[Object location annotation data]
□ □ □

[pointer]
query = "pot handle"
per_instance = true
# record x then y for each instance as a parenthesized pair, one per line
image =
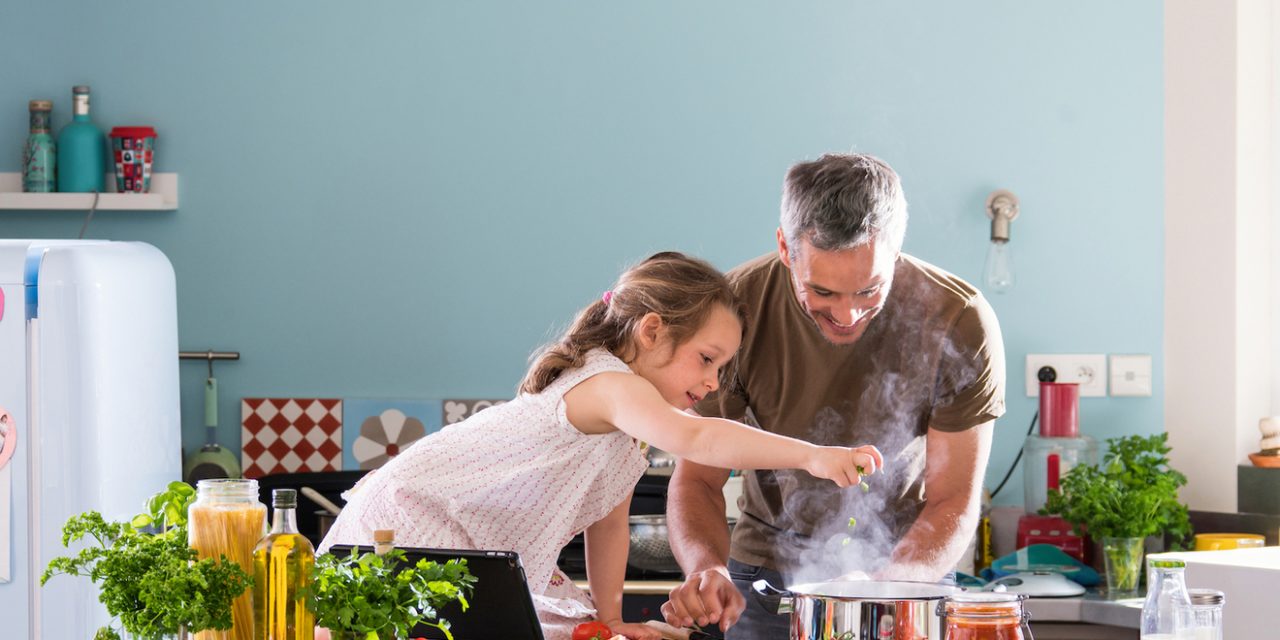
(771, 598)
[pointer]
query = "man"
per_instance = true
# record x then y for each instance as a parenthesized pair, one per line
(848, 341)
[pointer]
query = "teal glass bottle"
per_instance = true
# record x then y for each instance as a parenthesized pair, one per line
(39, 156)
(81, 150)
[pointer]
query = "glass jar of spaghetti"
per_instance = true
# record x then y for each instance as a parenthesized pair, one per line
(984, 616)
(228, 520)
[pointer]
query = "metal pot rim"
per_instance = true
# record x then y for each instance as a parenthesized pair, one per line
(886, 590)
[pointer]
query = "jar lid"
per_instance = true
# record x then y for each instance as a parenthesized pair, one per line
(1206, 595)
(284, 498)
(133, 132)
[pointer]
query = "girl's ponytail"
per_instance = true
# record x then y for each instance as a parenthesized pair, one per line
(681, 289)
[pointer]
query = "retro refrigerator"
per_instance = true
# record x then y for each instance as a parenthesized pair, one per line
(88, 412)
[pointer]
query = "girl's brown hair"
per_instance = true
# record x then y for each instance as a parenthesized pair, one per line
(681, 289)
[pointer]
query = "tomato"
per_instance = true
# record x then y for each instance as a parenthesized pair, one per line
(592, 631)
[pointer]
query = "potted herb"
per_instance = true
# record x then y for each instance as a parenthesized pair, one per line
(1132, 496)
(370, 597)
(152, 583)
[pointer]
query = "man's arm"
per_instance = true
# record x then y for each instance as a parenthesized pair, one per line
(955, 465)
(699, 538)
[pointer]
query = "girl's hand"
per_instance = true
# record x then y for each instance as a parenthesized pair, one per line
(845, 466)
(634, 631)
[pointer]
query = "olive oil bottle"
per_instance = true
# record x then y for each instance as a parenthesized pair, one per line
(282, 570)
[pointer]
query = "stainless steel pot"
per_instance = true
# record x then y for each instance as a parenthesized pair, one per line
(859, 609)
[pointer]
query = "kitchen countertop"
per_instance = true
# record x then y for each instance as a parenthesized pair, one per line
(1091, 607)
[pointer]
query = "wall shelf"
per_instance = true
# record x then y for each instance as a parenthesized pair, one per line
(163, 196)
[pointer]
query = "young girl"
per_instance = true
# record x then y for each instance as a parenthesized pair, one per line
(566, 453)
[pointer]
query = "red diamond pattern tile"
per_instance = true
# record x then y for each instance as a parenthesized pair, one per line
(264, 444)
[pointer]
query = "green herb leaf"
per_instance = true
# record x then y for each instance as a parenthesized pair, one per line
(380, 597)
(1132, 494)
(151, 583)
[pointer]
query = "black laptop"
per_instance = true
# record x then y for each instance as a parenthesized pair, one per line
(501, 608)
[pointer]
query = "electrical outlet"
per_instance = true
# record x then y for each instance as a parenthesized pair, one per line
(1087, 369)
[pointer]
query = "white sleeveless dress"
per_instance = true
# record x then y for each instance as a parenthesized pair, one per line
(516, 476)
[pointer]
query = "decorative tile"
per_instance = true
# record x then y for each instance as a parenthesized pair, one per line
(286, 435)
(376, 430)
(457, 410)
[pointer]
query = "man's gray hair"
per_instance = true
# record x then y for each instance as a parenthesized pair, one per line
(844, 201)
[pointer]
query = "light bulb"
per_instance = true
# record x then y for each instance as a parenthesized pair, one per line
(999, 272)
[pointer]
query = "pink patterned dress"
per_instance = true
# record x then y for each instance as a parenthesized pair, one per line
(516, 476)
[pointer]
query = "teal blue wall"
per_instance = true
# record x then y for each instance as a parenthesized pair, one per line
(402, 199)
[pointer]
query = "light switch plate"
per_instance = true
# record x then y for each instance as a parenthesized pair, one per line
(1130, 375)
(456, 410)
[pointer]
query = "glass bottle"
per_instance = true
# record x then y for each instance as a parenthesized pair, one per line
(1166, 611)
(1206, 613)
(984, 616)
(983, 549)
(40, 155)
(81, 150)
(228, 520)
(283, 562)
(384, 540)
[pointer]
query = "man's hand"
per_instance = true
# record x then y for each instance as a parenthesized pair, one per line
(634, 631)
(704, 598)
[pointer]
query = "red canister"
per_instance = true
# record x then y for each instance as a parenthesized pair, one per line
(132, 150)
(1060, 410)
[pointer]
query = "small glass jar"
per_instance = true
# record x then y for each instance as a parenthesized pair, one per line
(984, 616)
(1206, 613)
(228, 520)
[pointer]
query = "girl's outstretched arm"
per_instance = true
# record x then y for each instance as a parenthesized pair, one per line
(616, 401)
(607, 544)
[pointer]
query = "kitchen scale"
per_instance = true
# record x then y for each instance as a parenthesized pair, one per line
(1037, 584)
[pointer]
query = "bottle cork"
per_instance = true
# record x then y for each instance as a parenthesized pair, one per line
(384, 540)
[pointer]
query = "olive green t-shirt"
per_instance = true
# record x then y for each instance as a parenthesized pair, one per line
(933, 357)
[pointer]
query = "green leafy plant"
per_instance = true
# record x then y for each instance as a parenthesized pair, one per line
(152, 583)
(382, 597)
(1132, 494)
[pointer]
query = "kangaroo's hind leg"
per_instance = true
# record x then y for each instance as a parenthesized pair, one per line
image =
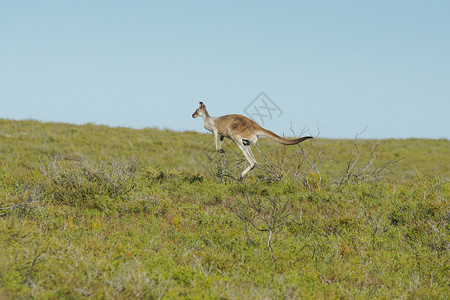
(248, 155)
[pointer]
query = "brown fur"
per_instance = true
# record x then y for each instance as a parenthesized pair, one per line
(241, 130)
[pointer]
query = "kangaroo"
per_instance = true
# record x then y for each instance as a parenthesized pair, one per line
(242, 131)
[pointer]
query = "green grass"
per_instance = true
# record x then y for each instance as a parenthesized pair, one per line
(97, 212)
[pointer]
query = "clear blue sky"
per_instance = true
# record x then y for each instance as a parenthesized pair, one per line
(333, 66)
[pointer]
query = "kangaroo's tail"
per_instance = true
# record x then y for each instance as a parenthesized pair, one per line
(282, 140)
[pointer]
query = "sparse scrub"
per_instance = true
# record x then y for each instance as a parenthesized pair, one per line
(92, 222)
(77, 182)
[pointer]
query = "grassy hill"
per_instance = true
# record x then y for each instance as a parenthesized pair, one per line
(98, 212)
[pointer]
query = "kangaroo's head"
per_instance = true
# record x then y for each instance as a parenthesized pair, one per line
(201, 111)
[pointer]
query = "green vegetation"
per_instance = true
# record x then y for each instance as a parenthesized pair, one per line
(97, 212)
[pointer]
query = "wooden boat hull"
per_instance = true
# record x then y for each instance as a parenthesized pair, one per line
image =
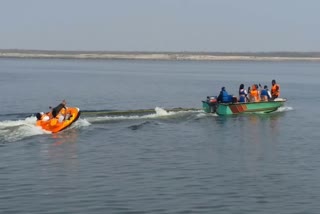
(239, 108)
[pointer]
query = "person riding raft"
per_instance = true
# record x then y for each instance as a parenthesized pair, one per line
(275, 89)
(57, 113)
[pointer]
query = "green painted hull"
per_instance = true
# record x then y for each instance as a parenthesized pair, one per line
(239, 108)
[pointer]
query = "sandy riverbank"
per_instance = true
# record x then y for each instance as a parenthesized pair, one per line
(197, 56)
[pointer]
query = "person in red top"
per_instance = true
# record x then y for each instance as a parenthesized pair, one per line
(275, 89)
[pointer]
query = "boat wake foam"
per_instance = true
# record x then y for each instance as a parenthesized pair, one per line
(160, 113)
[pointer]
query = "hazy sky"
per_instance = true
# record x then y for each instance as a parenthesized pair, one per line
(161, 25)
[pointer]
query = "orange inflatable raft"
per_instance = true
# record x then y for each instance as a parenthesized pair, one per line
(54, 125)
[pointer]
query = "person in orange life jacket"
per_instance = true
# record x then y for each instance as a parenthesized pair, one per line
(223, 96)
(254, 93)
(56, 110)
(265, 94)
(242, 94)
(275, 89)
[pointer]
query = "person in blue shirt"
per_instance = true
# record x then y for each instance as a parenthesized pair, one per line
(265, 94)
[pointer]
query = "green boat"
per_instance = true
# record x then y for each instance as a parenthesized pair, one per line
(212, 106)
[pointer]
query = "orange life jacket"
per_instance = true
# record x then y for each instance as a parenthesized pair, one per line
(275, 91)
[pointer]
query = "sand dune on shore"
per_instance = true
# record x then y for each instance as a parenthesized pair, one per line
(276, 56)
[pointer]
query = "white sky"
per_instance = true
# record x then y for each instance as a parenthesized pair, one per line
(161, 25)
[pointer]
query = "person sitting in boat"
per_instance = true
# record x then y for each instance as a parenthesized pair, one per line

□ □ □

Pull out every line of the data above that contains the string "hair", treating uppercase and lowercase as different.

query = "girl's brown hair"
query = "man's gray hair"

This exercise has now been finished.